# What is needed
From the first line of the entries below, reproduce everything exactly through the line with "positive clicks: (272, 296)", and nothing more.

★ ★ ★ ★ ★ ★ ★

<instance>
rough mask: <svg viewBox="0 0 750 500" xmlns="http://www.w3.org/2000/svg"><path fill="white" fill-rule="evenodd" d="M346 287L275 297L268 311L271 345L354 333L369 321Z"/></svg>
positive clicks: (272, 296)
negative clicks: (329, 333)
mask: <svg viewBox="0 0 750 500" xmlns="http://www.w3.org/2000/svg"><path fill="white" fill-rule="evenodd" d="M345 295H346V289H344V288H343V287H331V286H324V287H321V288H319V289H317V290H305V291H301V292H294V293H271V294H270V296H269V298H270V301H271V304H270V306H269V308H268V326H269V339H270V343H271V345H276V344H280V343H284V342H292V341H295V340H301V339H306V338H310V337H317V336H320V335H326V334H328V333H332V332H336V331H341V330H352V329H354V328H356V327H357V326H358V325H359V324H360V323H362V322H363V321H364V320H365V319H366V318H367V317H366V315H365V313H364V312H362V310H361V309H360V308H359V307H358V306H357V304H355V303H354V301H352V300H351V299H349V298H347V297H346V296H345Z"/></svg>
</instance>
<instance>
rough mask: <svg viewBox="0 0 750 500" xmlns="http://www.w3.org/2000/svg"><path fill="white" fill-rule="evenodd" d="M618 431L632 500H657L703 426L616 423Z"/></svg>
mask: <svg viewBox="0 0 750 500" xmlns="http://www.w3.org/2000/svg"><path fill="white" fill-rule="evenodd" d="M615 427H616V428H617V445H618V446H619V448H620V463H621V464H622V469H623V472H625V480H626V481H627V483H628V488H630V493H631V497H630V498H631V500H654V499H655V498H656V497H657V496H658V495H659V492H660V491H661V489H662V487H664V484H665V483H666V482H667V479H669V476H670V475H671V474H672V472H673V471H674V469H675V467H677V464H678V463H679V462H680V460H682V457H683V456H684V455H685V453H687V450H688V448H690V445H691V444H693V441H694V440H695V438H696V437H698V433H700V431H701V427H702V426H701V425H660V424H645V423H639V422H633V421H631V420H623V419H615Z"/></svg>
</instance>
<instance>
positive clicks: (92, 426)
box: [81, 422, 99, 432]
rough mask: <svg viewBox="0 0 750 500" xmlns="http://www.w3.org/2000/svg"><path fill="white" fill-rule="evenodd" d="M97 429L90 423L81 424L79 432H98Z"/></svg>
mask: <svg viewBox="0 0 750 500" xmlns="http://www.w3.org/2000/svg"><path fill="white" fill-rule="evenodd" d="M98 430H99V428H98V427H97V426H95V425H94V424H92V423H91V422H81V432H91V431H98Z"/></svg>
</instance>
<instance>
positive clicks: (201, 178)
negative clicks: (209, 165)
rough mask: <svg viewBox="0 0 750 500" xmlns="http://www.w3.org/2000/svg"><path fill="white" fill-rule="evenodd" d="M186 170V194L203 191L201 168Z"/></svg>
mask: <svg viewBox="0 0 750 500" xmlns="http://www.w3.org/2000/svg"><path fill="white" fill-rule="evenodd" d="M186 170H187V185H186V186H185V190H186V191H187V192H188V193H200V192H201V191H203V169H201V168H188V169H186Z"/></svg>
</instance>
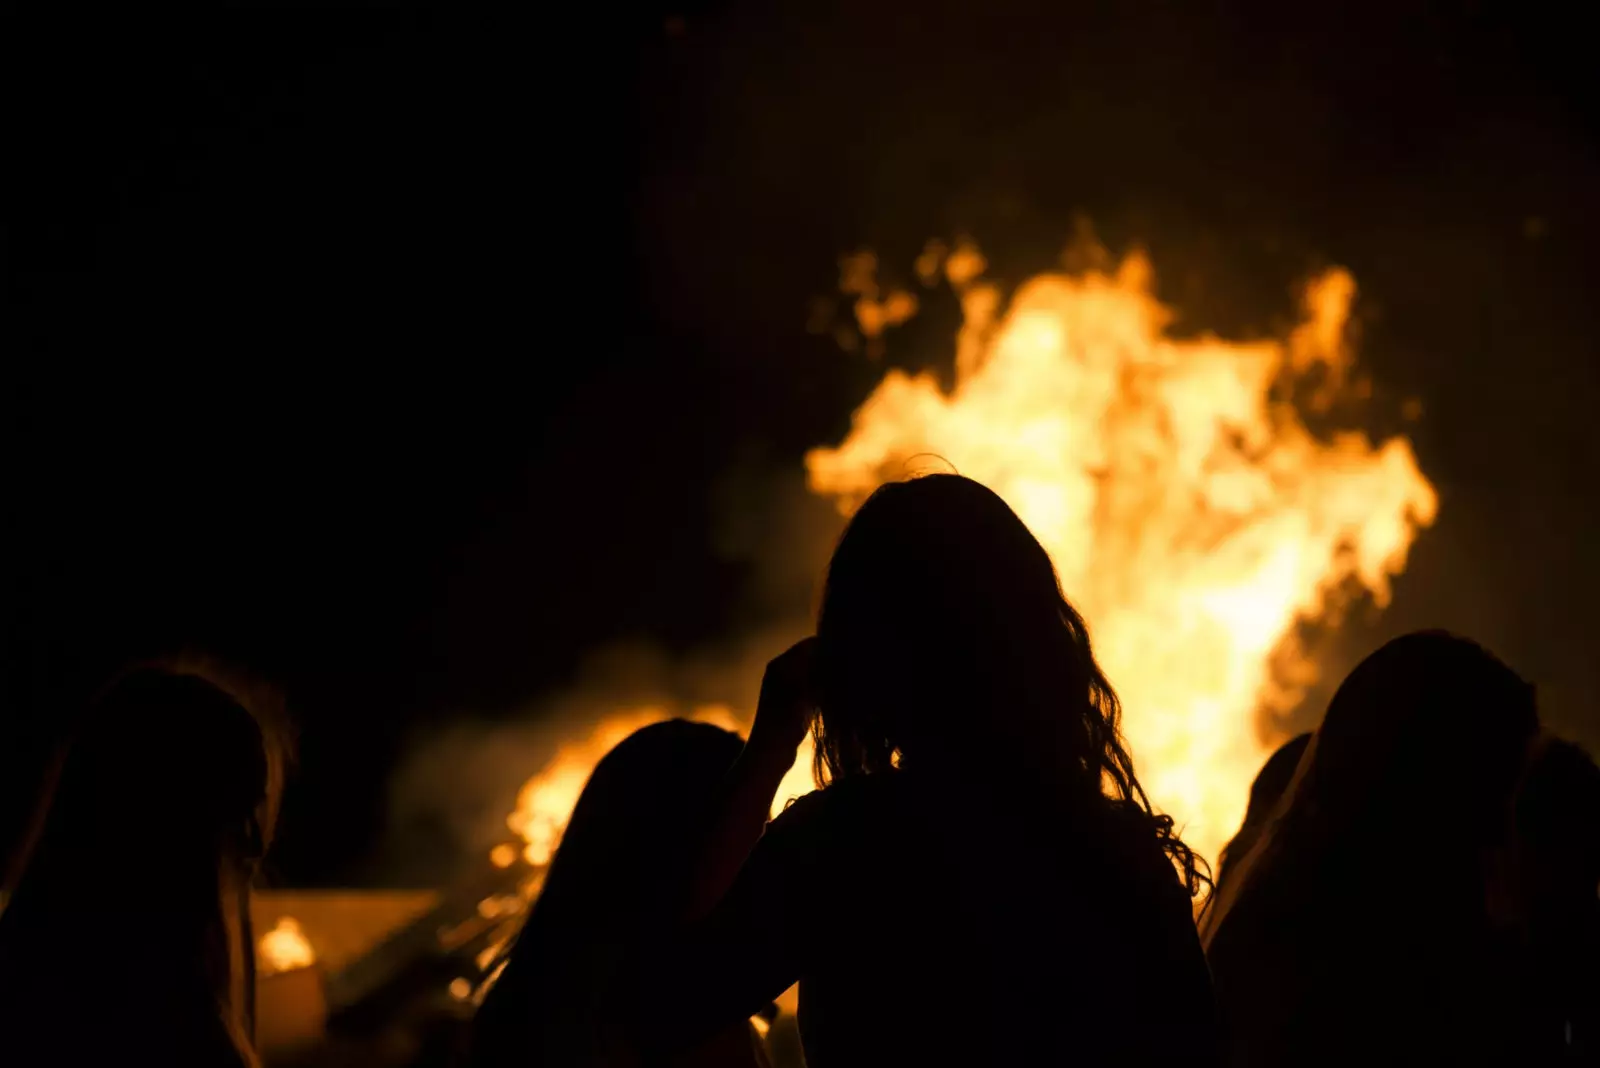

★ ★ ★ ★ ★ ★ ★

# Task answer
<instance>
rough mask: <svg viewBox="0 0 750 500" xmlns="http://www.w3.org/2000/svg"><path fill="white" fill-rule="evenodd" d="M346 287L275 297L268 311L271 345L354 333L369 321Z"/></svg>
positive clicks: (272, 296)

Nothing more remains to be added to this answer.